*Dataset records about object locations*:
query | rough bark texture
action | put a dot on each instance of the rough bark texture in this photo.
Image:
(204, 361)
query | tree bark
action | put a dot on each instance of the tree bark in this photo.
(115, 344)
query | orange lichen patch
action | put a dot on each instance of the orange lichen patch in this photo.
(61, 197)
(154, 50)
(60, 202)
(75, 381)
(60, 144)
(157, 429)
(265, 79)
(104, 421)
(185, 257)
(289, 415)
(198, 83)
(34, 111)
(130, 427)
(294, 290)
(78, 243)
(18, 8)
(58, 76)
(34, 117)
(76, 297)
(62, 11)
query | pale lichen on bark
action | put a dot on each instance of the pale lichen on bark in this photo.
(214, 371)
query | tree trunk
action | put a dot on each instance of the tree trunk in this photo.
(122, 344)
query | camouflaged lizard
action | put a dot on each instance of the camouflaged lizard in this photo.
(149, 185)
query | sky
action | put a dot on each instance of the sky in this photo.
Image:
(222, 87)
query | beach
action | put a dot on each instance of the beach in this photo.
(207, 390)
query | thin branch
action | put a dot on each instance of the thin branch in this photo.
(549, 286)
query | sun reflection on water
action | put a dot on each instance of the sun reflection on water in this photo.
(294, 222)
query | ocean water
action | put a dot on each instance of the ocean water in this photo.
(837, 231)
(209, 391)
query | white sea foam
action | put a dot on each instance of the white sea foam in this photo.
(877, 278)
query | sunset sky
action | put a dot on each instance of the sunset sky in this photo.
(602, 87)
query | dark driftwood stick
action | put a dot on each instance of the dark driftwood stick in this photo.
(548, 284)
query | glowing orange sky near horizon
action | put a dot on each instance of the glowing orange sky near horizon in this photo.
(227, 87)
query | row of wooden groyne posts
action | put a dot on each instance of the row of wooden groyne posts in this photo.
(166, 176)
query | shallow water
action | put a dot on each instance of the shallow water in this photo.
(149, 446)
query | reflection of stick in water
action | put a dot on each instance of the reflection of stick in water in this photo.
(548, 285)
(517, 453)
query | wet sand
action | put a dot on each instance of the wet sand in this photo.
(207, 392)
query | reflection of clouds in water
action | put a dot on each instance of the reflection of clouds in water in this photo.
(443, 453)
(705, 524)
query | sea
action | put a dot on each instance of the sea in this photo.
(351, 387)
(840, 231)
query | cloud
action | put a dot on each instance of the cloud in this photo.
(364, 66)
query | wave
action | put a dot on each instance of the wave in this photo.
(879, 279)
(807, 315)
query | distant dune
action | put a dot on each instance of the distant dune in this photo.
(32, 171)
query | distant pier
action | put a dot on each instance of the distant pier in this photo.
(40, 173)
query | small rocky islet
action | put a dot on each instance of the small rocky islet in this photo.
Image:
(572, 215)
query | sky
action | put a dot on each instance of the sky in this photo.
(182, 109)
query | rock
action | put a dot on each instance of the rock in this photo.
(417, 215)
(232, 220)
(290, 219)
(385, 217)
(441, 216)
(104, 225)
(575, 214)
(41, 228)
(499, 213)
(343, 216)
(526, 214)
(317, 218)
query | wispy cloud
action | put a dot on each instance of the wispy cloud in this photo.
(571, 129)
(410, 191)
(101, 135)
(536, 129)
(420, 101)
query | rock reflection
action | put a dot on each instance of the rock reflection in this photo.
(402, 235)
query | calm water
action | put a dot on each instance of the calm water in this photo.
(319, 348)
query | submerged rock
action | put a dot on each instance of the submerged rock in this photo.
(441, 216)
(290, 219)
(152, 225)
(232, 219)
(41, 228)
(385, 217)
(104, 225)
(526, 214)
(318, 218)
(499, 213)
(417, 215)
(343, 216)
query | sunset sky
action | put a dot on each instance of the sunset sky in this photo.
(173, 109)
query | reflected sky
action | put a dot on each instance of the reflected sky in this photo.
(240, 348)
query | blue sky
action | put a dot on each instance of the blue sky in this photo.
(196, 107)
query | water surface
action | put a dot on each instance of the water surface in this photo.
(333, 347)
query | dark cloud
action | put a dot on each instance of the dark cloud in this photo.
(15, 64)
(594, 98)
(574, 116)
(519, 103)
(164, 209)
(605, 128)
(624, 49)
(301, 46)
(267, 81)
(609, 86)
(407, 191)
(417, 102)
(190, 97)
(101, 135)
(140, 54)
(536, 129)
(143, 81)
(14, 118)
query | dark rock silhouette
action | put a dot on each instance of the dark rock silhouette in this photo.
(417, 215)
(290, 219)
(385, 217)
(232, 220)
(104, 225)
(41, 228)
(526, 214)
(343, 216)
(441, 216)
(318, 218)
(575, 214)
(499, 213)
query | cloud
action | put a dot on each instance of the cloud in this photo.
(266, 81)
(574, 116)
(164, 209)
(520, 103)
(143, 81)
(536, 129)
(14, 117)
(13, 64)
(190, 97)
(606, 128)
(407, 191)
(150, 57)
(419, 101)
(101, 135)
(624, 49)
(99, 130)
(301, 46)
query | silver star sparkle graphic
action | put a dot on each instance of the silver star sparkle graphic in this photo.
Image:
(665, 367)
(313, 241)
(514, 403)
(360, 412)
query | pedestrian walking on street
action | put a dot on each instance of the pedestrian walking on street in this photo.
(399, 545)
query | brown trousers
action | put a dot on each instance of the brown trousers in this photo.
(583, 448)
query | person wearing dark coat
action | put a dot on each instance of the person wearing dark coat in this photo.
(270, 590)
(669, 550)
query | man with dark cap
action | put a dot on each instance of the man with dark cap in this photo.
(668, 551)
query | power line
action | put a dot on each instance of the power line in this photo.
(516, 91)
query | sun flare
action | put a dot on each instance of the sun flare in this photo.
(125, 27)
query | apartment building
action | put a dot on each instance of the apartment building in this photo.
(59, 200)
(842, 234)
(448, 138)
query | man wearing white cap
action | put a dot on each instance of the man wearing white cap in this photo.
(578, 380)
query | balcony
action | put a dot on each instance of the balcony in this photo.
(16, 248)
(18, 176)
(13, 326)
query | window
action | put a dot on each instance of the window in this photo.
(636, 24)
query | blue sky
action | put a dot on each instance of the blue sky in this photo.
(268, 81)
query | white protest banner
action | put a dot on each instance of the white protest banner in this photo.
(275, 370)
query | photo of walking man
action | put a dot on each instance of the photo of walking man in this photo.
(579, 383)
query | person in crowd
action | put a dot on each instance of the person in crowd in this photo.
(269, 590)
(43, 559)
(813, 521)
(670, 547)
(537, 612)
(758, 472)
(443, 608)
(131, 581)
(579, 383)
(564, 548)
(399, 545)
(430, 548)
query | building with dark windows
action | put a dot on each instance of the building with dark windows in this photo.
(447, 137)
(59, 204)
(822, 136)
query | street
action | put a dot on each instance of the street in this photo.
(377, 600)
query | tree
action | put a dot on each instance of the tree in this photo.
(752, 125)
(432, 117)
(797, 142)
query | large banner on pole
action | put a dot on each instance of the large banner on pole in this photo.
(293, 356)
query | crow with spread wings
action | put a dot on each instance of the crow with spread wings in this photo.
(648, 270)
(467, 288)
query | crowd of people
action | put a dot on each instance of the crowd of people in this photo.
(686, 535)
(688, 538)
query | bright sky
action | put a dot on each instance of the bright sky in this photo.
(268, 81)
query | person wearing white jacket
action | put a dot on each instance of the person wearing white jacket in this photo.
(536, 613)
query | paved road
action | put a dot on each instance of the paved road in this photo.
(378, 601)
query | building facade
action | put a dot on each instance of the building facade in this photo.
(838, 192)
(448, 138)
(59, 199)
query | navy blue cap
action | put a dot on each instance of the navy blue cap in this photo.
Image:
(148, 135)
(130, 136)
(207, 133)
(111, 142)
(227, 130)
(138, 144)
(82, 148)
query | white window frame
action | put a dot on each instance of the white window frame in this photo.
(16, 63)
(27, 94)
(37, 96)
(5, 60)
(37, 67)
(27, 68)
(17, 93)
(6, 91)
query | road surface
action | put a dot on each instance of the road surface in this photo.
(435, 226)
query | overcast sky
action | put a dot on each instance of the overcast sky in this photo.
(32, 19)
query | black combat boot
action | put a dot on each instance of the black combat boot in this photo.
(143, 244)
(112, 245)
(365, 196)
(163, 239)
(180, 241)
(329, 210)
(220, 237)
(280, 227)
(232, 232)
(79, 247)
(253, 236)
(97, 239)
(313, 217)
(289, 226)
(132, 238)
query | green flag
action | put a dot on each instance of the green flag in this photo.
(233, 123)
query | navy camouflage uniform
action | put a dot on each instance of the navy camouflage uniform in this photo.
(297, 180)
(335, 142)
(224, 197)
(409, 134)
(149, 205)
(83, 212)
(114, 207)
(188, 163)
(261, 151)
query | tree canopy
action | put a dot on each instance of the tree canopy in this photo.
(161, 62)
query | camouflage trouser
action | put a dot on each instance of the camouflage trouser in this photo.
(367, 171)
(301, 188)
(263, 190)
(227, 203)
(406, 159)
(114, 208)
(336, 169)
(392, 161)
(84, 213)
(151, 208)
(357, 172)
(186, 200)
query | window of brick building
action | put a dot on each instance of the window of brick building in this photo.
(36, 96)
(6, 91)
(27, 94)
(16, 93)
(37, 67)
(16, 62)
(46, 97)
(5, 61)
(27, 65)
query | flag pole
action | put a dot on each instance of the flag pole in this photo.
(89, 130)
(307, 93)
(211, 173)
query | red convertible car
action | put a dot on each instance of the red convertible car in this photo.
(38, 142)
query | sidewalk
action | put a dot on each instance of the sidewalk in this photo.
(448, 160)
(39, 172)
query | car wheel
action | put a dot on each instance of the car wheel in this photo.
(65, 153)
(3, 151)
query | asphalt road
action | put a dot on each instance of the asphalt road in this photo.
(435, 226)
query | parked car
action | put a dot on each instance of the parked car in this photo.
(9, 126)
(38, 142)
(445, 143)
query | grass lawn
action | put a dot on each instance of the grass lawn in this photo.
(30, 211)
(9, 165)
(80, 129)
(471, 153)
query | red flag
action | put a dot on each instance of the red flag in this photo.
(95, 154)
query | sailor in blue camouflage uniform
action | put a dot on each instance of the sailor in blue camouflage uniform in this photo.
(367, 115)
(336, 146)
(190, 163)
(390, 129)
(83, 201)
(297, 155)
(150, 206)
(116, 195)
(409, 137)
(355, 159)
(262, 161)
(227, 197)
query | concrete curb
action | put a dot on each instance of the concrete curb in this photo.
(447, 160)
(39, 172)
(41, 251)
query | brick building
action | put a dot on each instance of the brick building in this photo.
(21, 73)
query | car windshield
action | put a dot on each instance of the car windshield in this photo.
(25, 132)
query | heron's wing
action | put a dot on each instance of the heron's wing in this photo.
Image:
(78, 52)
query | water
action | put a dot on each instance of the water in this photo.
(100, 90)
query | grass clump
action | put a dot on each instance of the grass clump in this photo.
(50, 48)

*GIVEN EXERCISE*:
Repeat exactly, and only, the lines from the line containing "query | sailor in blue camouflage uniform" through the last line of the records above, both included.

*WRITTEN SOLUTION*:
query | sailor in blue camouflage uniform
action | put a dot on each instance of the sailor in blue camouflage uniform in this photo.
(367, 115)
(336, 146)
(190, 163)
(390, 129)
(83, 201)
(297, 155)
(150, 206)
(116, 195)
(409, 137)
(355, 159)
(262, 161)
(227, 197)
query | concrete curb
action | put a dot on each instance of the concrete curb in this photo.
(447, 160)
(39, 172)
(41, 251)
query | brick building
action | put a dot on each instance of the brick building in this photo.
(21, 73)
query | car windshield
action | put a dot on each instance of the car windshield in this photo.
(25, 132)
query | heron's wing
action | put a dot on each instance of the heron's wing in this photo.
Image:
(78, 52)
query | water
action | put a dot on each instance of the water in this photo.
(100, 90)
query | grass clump
action | put a dot on each instance of the grass clump in this photo.
(50, 48)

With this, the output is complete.